■ Instructions for the task ■
All that is required is the number of lines in this listing that hold "negative".

:: Data for analysis

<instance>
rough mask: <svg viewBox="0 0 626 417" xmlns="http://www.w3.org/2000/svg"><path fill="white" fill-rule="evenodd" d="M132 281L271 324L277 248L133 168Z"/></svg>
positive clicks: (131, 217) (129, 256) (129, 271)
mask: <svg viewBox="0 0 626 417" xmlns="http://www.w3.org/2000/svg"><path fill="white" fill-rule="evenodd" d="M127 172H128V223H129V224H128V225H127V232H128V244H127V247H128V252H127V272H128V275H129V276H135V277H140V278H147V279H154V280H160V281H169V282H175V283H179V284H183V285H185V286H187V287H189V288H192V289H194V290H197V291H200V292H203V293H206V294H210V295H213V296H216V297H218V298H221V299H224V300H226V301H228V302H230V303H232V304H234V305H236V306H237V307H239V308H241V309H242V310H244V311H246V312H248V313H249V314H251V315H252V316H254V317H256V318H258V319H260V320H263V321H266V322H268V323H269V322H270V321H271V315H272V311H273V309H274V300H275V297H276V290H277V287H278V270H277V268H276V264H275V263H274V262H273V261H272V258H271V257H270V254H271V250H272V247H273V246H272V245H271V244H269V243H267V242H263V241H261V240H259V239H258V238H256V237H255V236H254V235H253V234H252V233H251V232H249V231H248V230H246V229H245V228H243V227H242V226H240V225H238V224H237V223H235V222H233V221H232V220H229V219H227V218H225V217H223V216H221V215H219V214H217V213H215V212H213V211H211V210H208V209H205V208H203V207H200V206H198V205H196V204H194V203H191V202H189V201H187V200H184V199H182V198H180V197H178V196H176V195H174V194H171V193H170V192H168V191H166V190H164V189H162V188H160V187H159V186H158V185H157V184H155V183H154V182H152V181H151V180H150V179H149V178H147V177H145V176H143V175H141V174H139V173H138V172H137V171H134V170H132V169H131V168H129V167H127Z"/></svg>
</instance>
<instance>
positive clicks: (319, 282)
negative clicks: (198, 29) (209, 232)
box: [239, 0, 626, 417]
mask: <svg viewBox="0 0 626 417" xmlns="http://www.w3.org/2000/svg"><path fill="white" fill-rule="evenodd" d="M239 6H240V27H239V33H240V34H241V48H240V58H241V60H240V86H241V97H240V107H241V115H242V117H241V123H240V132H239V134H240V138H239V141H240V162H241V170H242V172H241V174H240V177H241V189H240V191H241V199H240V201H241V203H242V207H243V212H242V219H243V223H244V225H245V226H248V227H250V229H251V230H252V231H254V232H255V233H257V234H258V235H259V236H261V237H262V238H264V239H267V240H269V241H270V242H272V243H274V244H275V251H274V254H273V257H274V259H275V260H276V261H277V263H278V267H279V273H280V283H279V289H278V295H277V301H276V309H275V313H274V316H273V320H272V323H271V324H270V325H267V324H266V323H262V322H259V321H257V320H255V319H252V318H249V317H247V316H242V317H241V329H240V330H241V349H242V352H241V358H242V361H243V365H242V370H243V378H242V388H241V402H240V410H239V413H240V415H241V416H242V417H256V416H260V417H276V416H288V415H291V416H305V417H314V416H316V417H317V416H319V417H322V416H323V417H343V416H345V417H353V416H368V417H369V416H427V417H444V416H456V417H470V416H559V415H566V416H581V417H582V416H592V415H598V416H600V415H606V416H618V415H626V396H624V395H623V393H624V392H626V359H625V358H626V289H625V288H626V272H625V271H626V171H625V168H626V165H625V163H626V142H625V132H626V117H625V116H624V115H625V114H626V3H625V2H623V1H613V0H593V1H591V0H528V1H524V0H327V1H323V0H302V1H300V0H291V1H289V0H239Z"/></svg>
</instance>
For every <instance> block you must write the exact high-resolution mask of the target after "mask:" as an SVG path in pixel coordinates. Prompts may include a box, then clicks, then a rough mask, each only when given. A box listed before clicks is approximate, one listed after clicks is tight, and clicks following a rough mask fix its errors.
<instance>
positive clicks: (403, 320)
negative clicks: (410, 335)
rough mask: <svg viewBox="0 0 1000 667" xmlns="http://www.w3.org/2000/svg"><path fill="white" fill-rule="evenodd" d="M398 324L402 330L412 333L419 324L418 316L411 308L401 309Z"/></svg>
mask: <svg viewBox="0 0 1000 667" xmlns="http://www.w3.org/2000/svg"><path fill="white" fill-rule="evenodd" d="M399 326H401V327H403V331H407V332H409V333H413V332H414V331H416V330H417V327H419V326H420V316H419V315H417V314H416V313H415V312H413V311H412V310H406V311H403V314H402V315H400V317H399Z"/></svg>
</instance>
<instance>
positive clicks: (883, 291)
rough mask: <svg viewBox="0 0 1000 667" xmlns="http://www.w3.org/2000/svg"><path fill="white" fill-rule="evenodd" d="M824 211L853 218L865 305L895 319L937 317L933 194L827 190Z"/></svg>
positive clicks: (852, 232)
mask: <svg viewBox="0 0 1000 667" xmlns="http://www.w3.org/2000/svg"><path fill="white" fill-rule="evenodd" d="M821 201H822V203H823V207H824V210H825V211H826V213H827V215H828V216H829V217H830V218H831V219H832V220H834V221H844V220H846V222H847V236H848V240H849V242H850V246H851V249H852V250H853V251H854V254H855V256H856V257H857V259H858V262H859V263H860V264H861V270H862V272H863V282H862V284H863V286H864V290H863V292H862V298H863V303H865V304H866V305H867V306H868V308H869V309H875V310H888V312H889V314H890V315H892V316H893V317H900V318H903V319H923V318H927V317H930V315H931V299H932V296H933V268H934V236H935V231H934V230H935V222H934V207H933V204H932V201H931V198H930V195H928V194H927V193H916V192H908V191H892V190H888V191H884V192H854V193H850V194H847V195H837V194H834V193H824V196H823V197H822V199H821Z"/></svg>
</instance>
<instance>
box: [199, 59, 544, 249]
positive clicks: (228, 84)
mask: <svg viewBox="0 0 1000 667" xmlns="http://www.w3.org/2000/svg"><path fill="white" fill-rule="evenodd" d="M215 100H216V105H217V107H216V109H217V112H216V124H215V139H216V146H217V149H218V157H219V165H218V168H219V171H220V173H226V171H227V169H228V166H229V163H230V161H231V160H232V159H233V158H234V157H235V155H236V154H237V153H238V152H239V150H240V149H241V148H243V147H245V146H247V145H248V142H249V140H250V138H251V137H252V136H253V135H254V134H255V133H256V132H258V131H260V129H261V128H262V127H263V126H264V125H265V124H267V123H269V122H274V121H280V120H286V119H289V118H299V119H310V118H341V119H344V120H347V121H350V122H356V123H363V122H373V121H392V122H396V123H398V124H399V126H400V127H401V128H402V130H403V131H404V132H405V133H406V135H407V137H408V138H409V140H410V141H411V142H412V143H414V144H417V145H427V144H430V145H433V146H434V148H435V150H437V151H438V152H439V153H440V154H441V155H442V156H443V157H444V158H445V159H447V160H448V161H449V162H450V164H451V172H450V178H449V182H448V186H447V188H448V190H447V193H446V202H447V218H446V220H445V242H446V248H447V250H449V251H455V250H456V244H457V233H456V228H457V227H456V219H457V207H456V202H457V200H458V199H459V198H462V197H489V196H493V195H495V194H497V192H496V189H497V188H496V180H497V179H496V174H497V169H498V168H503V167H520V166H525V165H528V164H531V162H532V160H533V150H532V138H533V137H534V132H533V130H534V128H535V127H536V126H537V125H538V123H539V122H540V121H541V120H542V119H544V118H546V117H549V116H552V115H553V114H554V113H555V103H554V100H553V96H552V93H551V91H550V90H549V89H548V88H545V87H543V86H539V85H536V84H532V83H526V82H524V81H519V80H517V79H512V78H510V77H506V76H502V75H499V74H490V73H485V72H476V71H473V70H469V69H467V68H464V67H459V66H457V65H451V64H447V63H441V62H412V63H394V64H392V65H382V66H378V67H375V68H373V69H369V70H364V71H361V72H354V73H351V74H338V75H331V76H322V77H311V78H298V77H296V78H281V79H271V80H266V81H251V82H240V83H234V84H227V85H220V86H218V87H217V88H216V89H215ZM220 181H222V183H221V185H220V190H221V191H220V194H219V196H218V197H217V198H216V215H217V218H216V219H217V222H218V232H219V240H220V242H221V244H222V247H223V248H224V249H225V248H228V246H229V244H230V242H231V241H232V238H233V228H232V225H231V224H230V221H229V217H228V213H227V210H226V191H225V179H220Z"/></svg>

::::

■ Written answer ■
2